Data extracts →
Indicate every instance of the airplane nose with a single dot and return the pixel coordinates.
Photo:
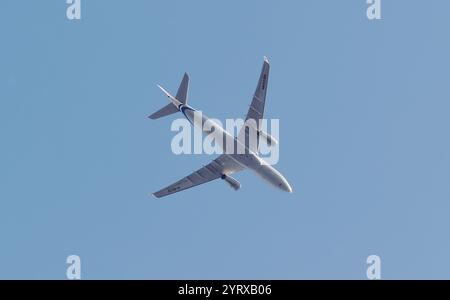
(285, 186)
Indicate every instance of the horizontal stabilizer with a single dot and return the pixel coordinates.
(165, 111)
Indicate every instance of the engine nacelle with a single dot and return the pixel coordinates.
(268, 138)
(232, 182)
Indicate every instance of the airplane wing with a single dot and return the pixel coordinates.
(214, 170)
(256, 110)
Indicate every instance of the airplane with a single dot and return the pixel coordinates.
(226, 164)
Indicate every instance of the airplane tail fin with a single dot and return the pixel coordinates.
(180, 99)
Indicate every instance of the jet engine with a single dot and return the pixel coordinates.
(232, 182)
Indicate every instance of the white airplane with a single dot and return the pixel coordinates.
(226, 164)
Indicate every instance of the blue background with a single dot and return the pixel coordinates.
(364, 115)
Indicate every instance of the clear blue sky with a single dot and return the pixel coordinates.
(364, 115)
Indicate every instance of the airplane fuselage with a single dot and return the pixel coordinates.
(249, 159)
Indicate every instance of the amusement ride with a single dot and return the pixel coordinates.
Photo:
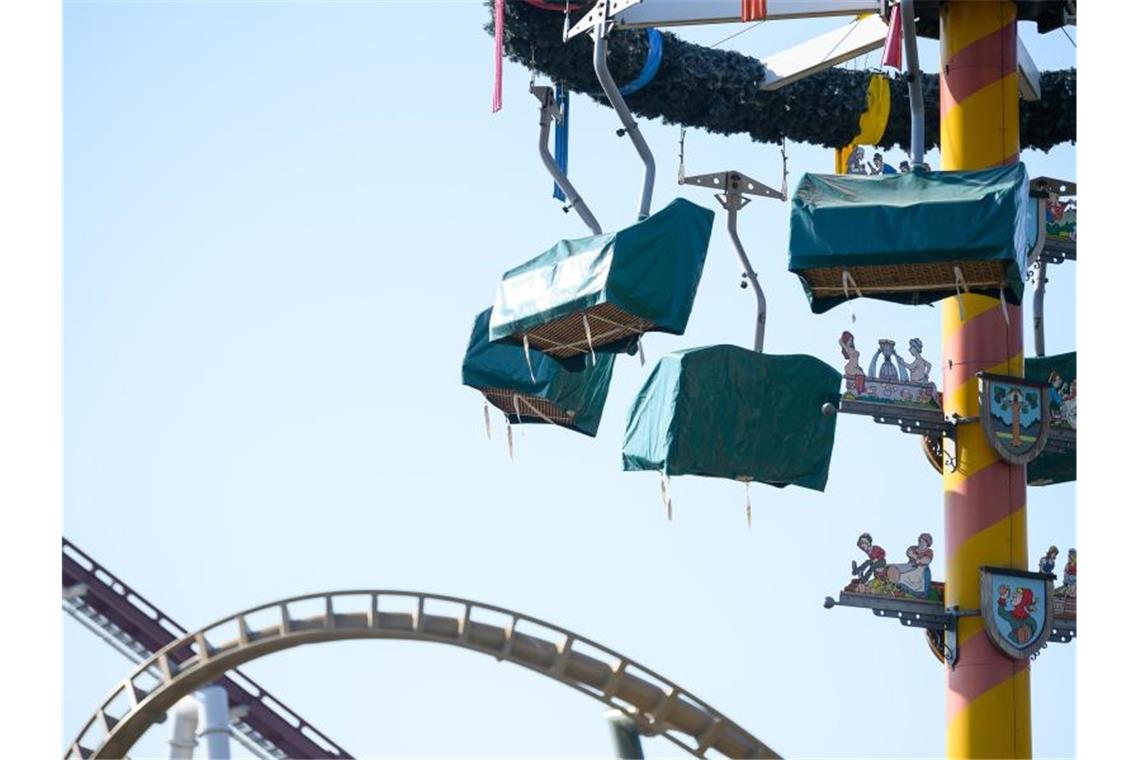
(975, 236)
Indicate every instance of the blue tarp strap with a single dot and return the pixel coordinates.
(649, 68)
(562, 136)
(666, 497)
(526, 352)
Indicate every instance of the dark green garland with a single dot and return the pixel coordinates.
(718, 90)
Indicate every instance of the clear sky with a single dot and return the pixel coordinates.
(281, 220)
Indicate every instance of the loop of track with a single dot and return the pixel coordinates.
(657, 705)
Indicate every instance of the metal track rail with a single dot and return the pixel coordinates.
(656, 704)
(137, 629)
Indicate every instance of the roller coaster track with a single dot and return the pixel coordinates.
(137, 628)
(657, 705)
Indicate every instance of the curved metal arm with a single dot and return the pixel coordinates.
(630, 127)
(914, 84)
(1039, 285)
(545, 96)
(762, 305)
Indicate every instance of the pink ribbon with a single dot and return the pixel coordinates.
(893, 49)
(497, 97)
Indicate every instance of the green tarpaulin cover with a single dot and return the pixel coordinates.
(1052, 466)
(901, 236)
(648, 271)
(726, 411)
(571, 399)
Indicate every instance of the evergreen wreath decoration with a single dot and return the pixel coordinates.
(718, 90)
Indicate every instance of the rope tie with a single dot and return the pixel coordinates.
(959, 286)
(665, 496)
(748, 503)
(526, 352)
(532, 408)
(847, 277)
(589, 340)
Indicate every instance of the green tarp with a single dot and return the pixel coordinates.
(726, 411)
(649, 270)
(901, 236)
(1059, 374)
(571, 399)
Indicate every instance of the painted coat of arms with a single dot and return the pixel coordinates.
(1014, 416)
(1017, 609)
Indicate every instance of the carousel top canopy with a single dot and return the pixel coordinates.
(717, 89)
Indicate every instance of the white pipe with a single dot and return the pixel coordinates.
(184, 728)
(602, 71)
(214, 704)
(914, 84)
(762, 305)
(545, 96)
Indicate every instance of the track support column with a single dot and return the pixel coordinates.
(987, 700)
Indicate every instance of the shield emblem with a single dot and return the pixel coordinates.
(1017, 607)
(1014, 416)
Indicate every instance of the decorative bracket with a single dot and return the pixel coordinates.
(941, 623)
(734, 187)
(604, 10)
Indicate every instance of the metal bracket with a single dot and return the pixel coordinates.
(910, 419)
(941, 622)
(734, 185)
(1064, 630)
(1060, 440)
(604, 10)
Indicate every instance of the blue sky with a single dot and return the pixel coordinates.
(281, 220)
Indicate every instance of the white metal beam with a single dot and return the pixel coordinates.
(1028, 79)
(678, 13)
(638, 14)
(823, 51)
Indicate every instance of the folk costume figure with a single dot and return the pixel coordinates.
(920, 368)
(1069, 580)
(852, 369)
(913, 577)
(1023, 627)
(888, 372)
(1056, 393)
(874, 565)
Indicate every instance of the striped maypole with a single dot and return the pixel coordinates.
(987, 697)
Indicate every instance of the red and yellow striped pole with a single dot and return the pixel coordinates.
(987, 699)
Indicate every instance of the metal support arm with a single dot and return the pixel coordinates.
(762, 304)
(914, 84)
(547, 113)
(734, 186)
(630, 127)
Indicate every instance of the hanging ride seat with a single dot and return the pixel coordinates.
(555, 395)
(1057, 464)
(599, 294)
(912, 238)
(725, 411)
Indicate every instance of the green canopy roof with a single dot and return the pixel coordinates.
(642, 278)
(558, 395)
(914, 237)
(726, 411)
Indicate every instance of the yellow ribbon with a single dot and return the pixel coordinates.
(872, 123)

---

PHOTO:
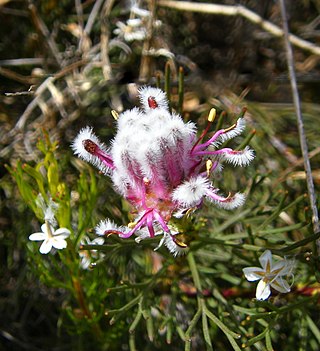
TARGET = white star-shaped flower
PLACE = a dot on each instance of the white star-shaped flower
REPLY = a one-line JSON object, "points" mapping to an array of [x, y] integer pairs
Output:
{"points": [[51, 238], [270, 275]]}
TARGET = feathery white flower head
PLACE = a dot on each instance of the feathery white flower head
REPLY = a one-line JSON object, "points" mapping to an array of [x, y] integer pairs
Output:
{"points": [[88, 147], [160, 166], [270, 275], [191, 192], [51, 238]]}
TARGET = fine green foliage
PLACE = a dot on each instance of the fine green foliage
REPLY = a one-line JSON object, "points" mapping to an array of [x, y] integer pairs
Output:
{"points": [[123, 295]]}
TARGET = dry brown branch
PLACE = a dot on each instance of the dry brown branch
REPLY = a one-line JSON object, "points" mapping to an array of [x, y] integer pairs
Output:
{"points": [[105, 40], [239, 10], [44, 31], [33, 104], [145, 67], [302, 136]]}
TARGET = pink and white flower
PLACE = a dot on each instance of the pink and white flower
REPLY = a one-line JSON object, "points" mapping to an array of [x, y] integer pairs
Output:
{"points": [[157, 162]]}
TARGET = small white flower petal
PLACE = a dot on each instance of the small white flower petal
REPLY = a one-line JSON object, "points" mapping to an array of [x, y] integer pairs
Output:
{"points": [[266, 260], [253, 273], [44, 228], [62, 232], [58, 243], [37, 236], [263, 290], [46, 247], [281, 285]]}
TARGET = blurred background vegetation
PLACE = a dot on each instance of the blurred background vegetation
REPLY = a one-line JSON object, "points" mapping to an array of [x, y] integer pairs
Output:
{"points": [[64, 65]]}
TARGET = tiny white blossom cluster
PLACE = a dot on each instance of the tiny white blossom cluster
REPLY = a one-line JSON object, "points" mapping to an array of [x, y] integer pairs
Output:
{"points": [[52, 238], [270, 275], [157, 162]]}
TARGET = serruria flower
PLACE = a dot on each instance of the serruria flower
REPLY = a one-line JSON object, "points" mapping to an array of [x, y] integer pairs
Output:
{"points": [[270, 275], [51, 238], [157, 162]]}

---

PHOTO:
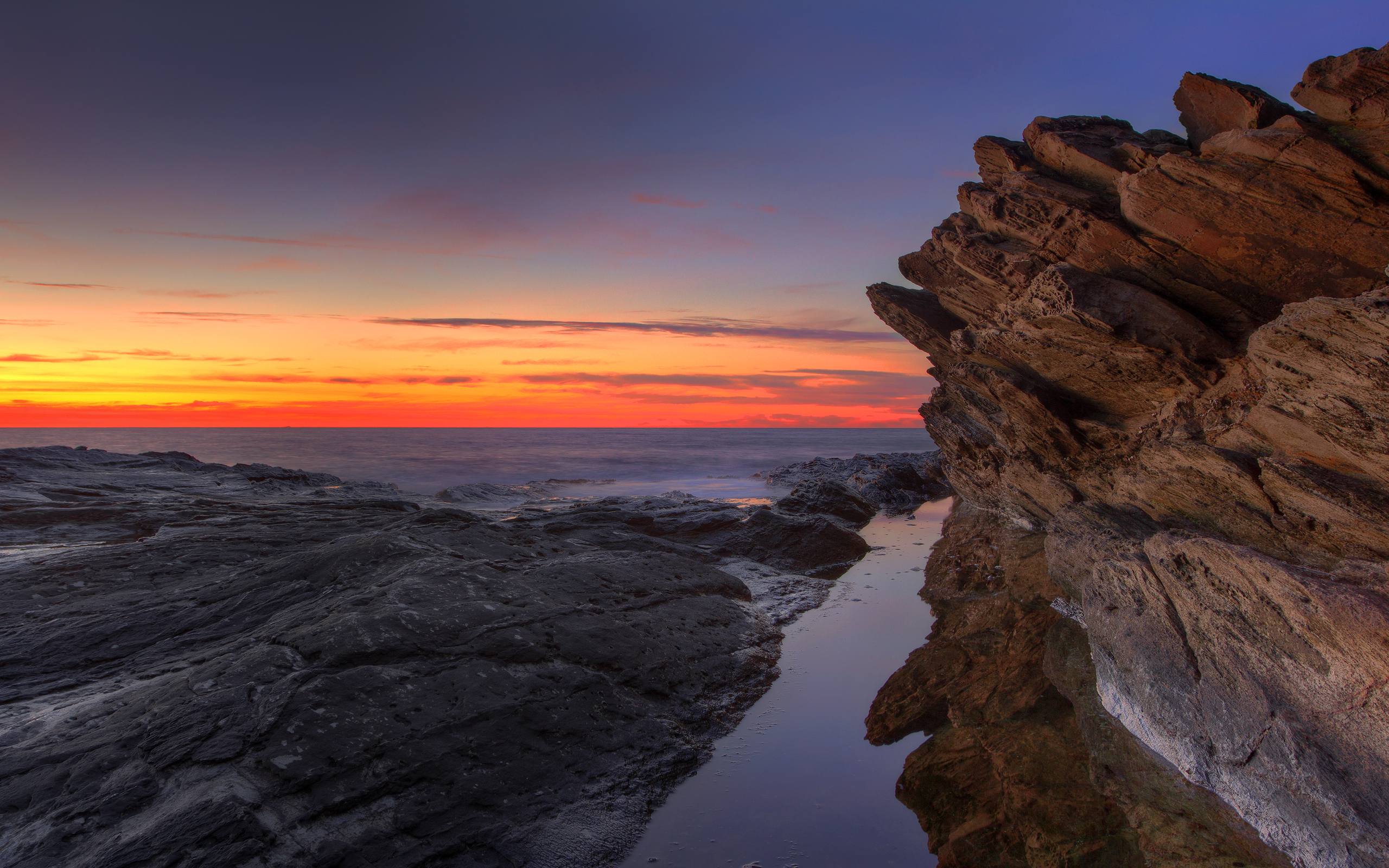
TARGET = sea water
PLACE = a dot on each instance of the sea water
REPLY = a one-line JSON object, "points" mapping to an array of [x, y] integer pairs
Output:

Assignment →
Only the lines that contain the string "foliage" are to be copied from the records.

Output of the task →
TARGET = fine green foliage
PLACE = a dot on each instance of the fine green foliage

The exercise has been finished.